◆ TASK ◆
Every record that follows should appear again in your answer, exactly the same.

◆ STUDY MATERIAL ◆

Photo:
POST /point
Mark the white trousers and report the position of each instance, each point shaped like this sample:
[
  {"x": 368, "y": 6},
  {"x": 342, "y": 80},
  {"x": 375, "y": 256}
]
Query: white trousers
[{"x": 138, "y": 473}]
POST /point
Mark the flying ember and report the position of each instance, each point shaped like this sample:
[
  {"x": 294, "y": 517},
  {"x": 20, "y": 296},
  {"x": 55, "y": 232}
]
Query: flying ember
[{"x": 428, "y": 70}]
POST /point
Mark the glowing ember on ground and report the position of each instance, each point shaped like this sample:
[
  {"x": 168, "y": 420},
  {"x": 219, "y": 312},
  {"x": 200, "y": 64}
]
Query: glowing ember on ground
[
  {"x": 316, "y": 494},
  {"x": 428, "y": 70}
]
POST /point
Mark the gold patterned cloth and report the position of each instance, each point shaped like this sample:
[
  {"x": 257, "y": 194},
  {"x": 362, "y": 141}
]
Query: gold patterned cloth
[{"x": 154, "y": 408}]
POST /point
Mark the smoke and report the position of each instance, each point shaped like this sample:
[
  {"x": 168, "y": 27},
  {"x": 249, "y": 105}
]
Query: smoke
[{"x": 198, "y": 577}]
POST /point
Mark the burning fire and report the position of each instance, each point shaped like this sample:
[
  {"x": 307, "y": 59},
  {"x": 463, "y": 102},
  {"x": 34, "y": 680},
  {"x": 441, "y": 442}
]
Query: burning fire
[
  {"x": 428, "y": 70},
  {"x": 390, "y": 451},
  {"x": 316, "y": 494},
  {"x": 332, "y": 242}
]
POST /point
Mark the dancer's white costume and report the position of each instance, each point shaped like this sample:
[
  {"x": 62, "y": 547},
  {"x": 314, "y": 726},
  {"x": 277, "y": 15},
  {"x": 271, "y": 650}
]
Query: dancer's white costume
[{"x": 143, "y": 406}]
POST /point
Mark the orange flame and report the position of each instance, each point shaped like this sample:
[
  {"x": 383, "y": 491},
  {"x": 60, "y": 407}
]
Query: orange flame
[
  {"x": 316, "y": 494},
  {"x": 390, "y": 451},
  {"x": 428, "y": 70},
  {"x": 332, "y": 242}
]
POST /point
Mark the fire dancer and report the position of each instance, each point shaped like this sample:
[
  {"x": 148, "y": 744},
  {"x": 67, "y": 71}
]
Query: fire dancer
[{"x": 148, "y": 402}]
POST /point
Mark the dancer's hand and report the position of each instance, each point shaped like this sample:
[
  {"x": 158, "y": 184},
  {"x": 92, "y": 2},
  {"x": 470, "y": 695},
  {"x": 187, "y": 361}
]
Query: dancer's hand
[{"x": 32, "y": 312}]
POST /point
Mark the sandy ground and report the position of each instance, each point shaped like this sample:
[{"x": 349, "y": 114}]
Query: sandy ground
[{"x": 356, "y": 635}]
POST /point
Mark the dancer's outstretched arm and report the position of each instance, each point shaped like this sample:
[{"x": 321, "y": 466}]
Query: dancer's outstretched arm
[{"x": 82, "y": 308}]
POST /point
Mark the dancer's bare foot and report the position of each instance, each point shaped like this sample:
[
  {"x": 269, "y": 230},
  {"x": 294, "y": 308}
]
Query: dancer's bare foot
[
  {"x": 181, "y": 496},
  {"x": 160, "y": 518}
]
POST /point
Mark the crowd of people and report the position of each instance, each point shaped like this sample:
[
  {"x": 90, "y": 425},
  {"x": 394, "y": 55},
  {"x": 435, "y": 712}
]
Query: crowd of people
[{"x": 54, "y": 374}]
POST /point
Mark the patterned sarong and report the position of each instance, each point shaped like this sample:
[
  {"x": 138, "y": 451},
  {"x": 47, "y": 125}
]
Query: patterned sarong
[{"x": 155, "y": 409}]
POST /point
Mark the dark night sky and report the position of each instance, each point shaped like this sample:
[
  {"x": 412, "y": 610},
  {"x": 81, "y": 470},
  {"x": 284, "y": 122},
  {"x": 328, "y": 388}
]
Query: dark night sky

◆ RESPONSE TO THIS EXERCISE ◆
Photo:
POST /point
Mark the white trousers and report the position of each instance, each point shaped like this sample:
[
  {"x": 368, "y": 6},
  {"x": 342, "y": 80},
  {"x": 375, "y": 256}
]
Query: white trousers
[{"x": 138, "y": 473}]
POST /point
Mark the flying ember and report the position of each instance, each point shaped like this sample:
[
  {"x": 294, "y": 517},
  {"x": 20, "y": 296},
  {"x": 55, "y": 232}
]
Query: flying ember
[{"x": 428, "y": 70}]
POST /point
Mark the glowing ember on ground and report the position of each instance, each point shaped like this sample:
[
  {"x": 168, "y": 420},
  {"x": 219, "y": 312},
  {"x": 200, "y": 64}
]
Query: glowing ember on ground
[
  {"x": 316, "y": 494},
  {"x": 428, "y": 70}
]
POST /point
Mark the gold patterned cloth and report the position of each instance, each point shaped like this sample:
[
  {"x": 257, "y": 194},
  {"x": 362, "y": 141}
]
Query: gold patterned cloth
[{"x": 154, "y": 408}]
POST /point
Mark the smoke and report the position of each instance, each point shaped like this sample:
[
  {"x": 168, "y": 27},
  {"x": 249, "y": 105}
]
Query: smoke
[{"x": 198, "y": 577}]
POST /point
Mark the burning fire and report the position of each instance, each point shaped like this sample:
[
  {"x": 307, "y": 59},
  {"x": 463, "y": 102},
  {"x": 34, "y": 680},
  {"x": 441, "y": 442}
]
Query: burning fire
[
  {"x": 428, "y": 70},
  {"x": 390, "y": 451},
  {"x": 316, "y": 494},
  {"x": 332, "y": 242}
]
POST /point
Mark the dancer's white costume and report the position of each instance, each point shaped like this sample:
[
  {"x": 62, "y": 547},
  {"x": 314, "y": 726},
  {"x": 277, "y": 15},
  {"x": 271, "y": 650}
]
Query: dancer's white costume
[{"x": 143, "y": 406}]
POST /point
Mark the orange flame and report the position of each instance, each point shaped like this sample:
[
  {"x": 383, "y": 491},
  {"x": 60, "y": 407}
]
Query: orange flame
[
  {"x": 316, "y": 494},
  {"x": 390, "y": 451},
  {"x": 428, "y": 70},
  {"x": 332, "y": 242}
]
POST /point
Mark the fire dancer and report the position of each instance, each point shaped like this sample:
[
  {"x": 148, "y": 744},
  {"x": 67, "y": 71}
]
Query: fire dancer
[{"x": 148, "y": 402}]
POST /point
Mark the dancer's hand and report the position of each instance, each point shaped like this sample:
[
  {"x": 158, "y": 184},
  {"x": 92, "y": 2},
  {"x": 470, "y": 695},
  {"x": 187, "y": 361}
]
Query: dancer's hand
[{"x": 32, "y": 312}]
POST /point
Mark the sandy ground and report the position of each instance, each point shaped like this sample:
[{"x": 349, "y": 114}]
Query: sandy ground
[{"x": 356, "y": 635}]
POST /point
Mark the dancer's outstretched arm and report the position of each instance, each point shaped like this sample:
[{"x": 321, "y": 466}]
Query: dancer's outstretched arm
[{"x": 82, "y": 308}]
POST /point
Mark the dancer's bare foot and report the position of each instance, each point shaped like this sample:
[
  {"x": 269, "y": 230},
  {"x": 294, "y": 308}
]
Query: dancer's bare foot
[
  {"x": 181, "y": 496},
  {"x": 160, "y": 518}
]
POST /point
Mark the crowd of people and report the position of each instance, each point shaped like this sample:
[
  {"x": 90, "y": 425},
  {"x": 394, "y": 55},
  {"x": 435, "y": 712}
]
Query: crowd of people
[{"x": 54, "y": 374}]
POST /point
Mark the patterned sarong and report the position of each instance, each point shaped like this sample:
[
  {"x": 138, "y": 451},
  {"x": 47, "y": 125}
]
Query: patterned sarong
[{"x": 155, "y": 409}]
POST /point
Mark the dark night sky and report the position of each instance, each point shaped like this sample:
[
  {"x": 412, "y": 610},
  {"x": 81, "y": 470},
  {"x": 284, "y": 122},
  {"x": 328, "y": 388}
]
Query: dark night sky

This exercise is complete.